__Exercises to complete__.
a. Write out the passage from the Travis County poverty article, beginning at the words "The poverty rate" and stopping after "less than $13,300.".
b. Extend the Travis County poverty article from its last sentence onward.

Report depicts the state of poverty in Travis County
Thursday, May 13, 2021 by Seth Smalley
On Tuesday, the Commissioners Court fielded discussion from Health and Human Services on the state of poverty in Travis County. Rochelle Olivares, April Klein and Lawrence Lyman, the core informing team of the HHS Research and Planning Division, presented a report using data obtained from the 2019 American Community Survey five-year estimates.
“The data is a reflection of the years between 2015 and 2019,” Olivares said. “The analysis does not reflect the impacts that have occurred due to the Covid-19 pandemic, which is ongoing, as you all know.”
The poverty brief was the fourth iteration of the report, which focuses on providing general poverty statistics for Travis County.
The poverty rate for Travis County was 12 percent, which marked a decrease from the overall poverty rate in Texas, 15 percent. “It’s significantly lower than both Texas and the United States,” said Klein, who also touched on some of the limitations of the data-sourcing. “Whether you live in a costly city like Austin, or a rural town in North Dakota, if you’re one person, your poverty threshold is $13,300.”
The poverty threshold, Klein noted, was the same nationwide for single individuals living alone. A person is considered to be living in poverty if the individual’s income is less than $13,300.
The U.S. Census Bureau, where HHS sourced the data for the poverty report, describes “poverty” as applying to any resident with an income below 100 percent of the poverty threshold, according to Olivares.
The HHS report also analyzed income rates at both 200 and 150 percent of the poverty threshold, to gain a better understanding of overall upward and downward mobility in Travis County.

__Raw data__.
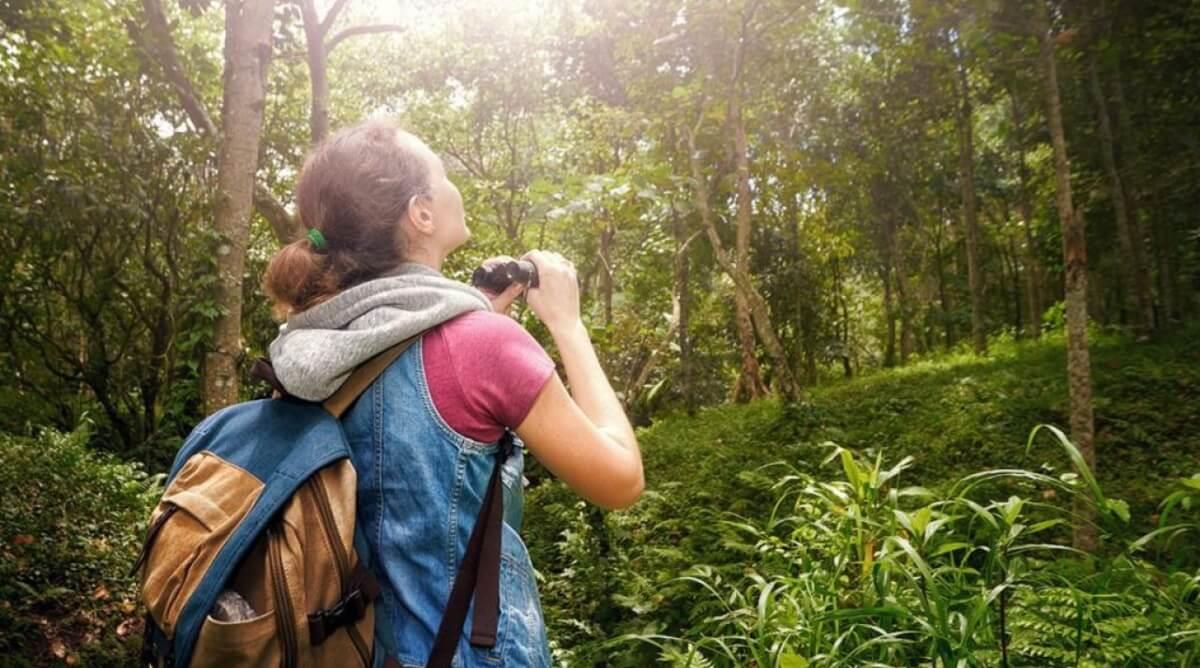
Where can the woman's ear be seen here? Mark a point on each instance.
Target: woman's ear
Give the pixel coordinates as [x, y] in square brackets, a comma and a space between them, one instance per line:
[420, 214]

__Answers__.
a.
The poverty rate for Travis County was 12 percent, which marked a decrease from the overall poverty rate in Texas, 15 percent. “It’s significantly lower than both Texas and the United States,” said Klein, who also touched on some of the limitations of the data-sourcing. “Whether you live in a costly city like Austin, or a rural town in North Dakota, if you’re one person, your poverty threshold is $13,300.”
The poverty threshold, Klein noted, was the same nationwide for single individuals living alone. A person is considered to be living in poverty if the individual’s income is less than $13,300.

b.
Although the poverty rate for the county was only 12 percent, Klein explained, more than one-quarter of the population is living at below 200 percent of the poverty threshold.
“Individuals living in group quarters and institutions and those experiencing homelessness, for example, are not included in the data that you will see today,” Olivares said.
The HHS report addressed two chief research questions: Who has been affected the most by structural inequalities (and is therefore most at risk for poverty), and what are the geographic influences on poverty in the county?
“What’s really striking here is that the non-Hispanic white group makes up significantly less of the proportion of poverty than their share of the total population. For African Americans and Latinos, the share of poverty is experienced at disproportionately high rates,” Klein said.
Year to year, the 18- to 24-year-old age group consistently experienced the highest rates of poverty, though as Klein explained, “it’s likely to be temporary as a large portion of the group are students.”
Meanwhile, about 16 percent of under-18-year-olds in the county were living in poverty, and 36 percent of under-18-year-olds were living below 200 percent of the poverty threshold.
Notably, poverty rates were higher for women than for men, and just a little over the 12 percent rate for Travis County.